_Document segment:_
■ ■ ■

Liz Reid, vice president, search, Google speaks during an event in New Delhi on December 19, 2022.

Sajjad Hussain | AFP | Getty Images

Testimony in Google‘s antitrust search remedies trial that wrapped hearings Friday shows how the company is calculating possible changes proposed by the Department of Justice.

Google head of search Liz Reid testified in court Tuesday that the company would need to divert between 1,000 and 2,000 employees, roughly 20% of Google’s search organization, to carry out some of the proposed remedies, a source with knowledge of the proceedings confirmed.

The testimony comes during the final days of the remedies trial, which will determine what penalties should be taken against Google after a judge last year ruled the company has held an illegal monopoly in its core market of internet search.

The DOJ, which filed the original antitrust suit and proposed remedies, asked the judge to force Google to share its data used for generating search results, such as click data. It also asked for the company to remove the use of “compelled syndication,” which refers to the practice of making certain deals with companies to ensure its search engine remains the default choice in browsers and smartphones. 

Read more CNBC tech news

Google pays Apple billions of dollars per year to be the default search engine on iPhones. It’s lucrative for Apple and a valuable way for Google to get more search volume and users.

Apple’s SVP of Services Eddy Cue testified Wednesday that Apple chooses to feature Google because it’s “the best search engine.”

The DOJ also proposed the company divest its Chrome browser but that was not included in Reid’s initial calculation, the source confirmed.

■ ■ ■

_Exercise objective:_ Reproduce the article on testimony in Google's search remedies trial word for word, from start to finish.

[Data excerpts]
■ ■ ■

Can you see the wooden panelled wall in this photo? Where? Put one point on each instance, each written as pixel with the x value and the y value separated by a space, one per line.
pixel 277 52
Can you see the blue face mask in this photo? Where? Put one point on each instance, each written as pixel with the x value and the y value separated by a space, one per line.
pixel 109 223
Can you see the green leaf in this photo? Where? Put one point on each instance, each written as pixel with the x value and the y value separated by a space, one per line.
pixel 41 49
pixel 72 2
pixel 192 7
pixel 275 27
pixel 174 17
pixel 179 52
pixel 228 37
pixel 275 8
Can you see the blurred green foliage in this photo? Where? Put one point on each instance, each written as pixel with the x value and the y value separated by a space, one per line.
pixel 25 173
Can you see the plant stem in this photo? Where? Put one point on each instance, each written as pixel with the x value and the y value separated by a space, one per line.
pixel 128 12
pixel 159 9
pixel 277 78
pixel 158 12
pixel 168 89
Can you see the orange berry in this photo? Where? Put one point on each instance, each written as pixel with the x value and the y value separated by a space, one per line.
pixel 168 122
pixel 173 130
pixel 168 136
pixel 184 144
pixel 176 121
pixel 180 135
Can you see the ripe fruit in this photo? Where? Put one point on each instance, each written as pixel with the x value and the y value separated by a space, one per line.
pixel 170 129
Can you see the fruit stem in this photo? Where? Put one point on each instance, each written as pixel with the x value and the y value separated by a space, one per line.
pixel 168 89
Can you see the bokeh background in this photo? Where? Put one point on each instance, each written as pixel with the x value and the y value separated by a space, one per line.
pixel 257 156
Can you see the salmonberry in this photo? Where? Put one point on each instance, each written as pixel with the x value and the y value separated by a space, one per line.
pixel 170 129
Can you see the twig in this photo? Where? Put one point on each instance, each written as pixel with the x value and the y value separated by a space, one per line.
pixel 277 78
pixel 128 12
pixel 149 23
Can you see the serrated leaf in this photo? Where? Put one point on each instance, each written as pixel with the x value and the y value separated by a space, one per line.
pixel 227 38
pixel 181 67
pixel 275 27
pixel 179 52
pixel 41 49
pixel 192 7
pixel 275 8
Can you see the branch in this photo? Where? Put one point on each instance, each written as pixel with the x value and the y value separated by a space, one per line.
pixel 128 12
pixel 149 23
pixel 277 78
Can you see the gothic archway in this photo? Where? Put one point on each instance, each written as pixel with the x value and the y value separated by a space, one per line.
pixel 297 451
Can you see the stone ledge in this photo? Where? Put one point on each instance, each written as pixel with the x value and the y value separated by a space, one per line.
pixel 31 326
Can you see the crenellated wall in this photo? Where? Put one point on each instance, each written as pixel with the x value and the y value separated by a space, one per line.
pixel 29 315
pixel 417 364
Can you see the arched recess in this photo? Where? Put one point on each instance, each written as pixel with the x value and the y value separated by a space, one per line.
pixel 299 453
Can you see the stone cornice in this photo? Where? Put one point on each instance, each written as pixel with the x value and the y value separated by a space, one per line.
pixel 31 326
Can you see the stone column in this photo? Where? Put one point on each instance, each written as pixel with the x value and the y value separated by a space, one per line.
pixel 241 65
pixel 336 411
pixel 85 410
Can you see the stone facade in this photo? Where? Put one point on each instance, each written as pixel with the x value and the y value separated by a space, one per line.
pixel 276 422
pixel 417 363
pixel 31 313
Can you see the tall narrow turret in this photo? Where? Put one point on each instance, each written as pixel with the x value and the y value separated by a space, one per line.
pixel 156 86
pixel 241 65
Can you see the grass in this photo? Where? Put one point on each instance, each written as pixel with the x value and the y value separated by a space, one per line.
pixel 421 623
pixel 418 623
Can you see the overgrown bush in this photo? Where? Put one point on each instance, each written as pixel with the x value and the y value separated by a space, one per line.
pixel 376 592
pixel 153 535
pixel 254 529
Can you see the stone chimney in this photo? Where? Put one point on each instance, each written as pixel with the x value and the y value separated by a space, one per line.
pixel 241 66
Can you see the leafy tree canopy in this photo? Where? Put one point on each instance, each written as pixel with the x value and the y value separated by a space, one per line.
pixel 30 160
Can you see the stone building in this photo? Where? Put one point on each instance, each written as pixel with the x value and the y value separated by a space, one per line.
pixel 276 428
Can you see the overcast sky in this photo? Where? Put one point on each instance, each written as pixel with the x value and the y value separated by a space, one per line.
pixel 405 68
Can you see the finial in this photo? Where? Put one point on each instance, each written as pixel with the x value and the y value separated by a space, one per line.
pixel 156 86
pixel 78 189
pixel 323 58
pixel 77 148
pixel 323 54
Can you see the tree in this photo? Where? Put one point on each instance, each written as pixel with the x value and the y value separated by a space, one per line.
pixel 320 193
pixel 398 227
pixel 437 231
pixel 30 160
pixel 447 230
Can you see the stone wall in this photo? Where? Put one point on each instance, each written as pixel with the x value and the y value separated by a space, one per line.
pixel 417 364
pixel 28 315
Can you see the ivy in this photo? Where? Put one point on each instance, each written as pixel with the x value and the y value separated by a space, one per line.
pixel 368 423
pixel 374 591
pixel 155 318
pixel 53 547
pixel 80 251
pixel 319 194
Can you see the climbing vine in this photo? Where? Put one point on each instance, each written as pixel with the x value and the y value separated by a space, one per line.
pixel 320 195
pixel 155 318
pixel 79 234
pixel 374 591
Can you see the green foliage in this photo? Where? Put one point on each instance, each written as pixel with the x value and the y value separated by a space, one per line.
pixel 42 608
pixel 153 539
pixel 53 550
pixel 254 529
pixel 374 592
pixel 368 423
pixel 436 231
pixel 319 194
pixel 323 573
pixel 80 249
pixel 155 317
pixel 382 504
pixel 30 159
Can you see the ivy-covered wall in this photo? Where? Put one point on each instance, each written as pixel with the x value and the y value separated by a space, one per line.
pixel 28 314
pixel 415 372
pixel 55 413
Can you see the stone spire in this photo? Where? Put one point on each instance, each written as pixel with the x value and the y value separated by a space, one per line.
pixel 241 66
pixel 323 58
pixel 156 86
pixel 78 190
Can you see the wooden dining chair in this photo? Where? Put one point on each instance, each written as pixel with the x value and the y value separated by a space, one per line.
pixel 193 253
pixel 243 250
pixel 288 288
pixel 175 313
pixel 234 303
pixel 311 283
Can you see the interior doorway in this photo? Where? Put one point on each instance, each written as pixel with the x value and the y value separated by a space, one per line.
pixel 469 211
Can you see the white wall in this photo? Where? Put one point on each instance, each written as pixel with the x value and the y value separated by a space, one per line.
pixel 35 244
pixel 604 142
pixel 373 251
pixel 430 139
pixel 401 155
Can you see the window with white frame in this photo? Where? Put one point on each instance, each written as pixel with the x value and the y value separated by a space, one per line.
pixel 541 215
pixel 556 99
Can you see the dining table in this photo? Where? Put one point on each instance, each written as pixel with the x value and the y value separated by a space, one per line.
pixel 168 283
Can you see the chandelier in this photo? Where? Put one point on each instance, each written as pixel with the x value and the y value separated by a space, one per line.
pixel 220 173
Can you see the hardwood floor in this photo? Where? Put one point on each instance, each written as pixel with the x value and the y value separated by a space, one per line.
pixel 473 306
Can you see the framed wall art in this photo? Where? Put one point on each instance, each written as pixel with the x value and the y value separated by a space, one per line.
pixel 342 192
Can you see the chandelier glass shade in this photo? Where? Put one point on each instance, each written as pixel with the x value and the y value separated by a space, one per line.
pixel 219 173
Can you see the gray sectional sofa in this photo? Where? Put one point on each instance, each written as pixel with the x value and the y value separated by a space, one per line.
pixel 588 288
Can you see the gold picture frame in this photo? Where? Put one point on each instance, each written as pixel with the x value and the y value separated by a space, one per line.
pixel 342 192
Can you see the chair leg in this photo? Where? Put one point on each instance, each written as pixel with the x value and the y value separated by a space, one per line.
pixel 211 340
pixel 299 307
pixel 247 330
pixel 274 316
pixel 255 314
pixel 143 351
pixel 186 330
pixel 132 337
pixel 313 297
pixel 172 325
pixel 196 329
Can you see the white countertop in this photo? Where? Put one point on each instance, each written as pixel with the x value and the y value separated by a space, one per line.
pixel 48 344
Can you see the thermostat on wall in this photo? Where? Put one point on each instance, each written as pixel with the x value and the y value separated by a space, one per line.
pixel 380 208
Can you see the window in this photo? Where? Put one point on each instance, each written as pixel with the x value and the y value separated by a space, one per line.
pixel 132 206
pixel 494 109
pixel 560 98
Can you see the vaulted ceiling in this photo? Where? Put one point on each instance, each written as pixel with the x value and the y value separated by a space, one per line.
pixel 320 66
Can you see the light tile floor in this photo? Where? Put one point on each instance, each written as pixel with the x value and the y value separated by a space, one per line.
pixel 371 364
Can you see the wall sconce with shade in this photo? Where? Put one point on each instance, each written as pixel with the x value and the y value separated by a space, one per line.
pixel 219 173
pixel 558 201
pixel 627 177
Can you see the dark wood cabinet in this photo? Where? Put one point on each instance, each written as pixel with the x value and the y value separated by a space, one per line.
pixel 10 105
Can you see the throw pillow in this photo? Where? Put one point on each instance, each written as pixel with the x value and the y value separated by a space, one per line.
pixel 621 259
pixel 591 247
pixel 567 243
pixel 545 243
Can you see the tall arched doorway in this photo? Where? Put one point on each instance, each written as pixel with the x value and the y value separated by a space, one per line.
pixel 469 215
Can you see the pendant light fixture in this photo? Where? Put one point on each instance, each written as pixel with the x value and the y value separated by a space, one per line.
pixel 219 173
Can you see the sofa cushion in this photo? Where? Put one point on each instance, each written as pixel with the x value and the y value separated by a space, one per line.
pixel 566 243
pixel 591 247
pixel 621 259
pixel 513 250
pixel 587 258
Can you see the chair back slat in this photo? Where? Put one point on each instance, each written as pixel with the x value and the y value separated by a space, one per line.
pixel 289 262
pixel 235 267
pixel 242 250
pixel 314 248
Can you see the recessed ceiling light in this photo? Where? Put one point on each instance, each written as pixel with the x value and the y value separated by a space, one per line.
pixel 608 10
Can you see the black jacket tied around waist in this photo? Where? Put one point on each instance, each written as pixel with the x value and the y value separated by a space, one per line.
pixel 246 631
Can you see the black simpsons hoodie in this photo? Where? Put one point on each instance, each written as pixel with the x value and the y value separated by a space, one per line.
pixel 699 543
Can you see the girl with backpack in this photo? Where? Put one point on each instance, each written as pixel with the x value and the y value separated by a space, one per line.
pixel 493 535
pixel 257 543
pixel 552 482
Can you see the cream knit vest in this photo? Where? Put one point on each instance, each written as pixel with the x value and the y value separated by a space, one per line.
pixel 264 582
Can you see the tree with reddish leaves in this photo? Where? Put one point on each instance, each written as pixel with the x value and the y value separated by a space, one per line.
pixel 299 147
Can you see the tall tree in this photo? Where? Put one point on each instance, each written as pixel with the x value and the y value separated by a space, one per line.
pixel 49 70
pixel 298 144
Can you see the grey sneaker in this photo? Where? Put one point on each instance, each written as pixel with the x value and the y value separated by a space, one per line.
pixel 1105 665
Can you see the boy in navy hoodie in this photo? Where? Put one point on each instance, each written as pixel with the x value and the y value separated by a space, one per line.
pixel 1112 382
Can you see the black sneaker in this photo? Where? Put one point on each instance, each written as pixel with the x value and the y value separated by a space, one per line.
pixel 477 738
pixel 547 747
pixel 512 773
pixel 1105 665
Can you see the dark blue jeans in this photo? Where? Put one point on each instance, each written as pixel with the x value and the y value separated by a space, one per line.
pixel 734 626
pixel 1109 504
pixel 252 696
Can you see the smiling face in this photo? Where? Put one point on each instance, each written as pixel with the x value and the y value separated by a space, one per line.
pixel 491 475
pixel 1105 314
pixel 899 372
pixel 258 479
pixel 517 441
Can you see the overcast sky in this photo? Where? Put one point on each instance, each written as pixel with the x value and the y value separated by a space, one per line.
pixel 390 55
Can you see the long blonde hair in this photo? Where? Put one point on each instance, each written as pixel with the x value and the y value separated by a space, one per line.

■ ■ ■

_Completed exercise:_
Liz Reid, vice president, search, Google speaks during an event in New Delhi on December 19, 2022.

Sajjad Hussain | AFP | Getty Images

Testimony in Google‘s antitrust search remedies trial that wrapped hearings Friday shows how the company is calculating possible changes proposed by the Department of Justice.

Google head of search Liz Reid testified in court Tuesday that the company would need to divert between 1,000 and 2,000 employees, roughly 20% of Google’s search organization, to carry out some of the proposed remedies, a source with knowledge of the proceedings confirmed.

The testimony comes during the final days of the remedies trial, which will determine what penalties should be taken against Google after a judge last year ruled the company has held an illegal monopoly in its core market of internet search.

The DOJ, which filed the original antitrust suit and proposed remedies, asked the judge to force Google to share its data used for generating search results, such as click data. It also asked for the company to remove the use of “compelled syndication,” which refers to the practice of making certain deals with companies to ensure its search engine remains the default choice in browsers and smartphones. 

Read more CNBC tech news

Google pays Apple billions of dollars per year to be the default search engine on iPhones. It’s lucrative for Apple and a valuable way for Google to get more search volume and users.

Apple’s SVP of Services Eddy Cue testified Wednesday that Apple chooses to feature Google because it’s “the best search engine.”

The DOJ also proposed the company divest its Chrome browser but that was not included in Reid’s initial calculation, the source confirmed.